* **Challenge**: Copy the lines below word for word, leaving out the pictures.

* **Task input**:
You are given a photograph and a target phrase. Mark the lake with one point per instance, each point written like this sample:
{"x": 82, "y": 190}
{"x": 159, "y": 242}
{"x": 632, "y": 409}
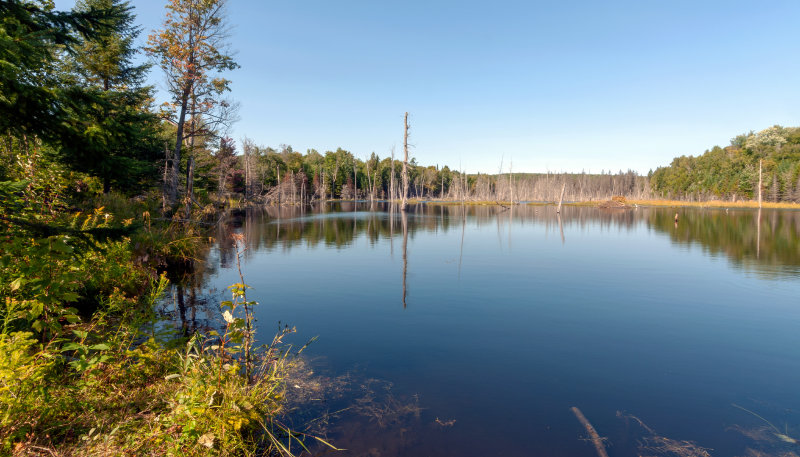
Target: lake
{"x": 473, "y": 331}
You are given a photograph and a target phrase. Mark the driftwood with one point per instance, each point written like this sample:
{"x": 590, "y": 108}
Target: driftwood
{"x": 596, "y": 440}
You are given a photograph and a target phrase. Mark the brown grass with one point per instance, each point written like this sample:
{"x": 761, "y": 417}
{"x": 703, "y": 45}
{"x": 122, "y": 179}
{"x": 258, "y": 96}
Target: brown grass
{"x": 715, "y": 204}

* **Finished task**:
You are given a photograph and a target phrase. Mark the lake with one point per instance, each point written like this sample:
{"x": 82, "y": 190}
{"x": 159, "y": 242}
{"x": 632, "y": 409}
Target: lake
{"x": 473, "y": 331}
You are given a photograph and a target phrase. Mark the driftwood with one point per instance, each point written like this sample:
{"x": 590, "y": 108}
Target: driftwood
{"x": 596, "y": 440}
You are given a photograph and a target phrase. Mark the brown grass with one point per instance, each point written like this sample:
{"x": 761, "y": 417}
{"x": 703, "y": 45}
{"x": 122, "y": 179}
{"x": 258, "y": 96}
Target: brown grass
{"x": 715, "y": 204}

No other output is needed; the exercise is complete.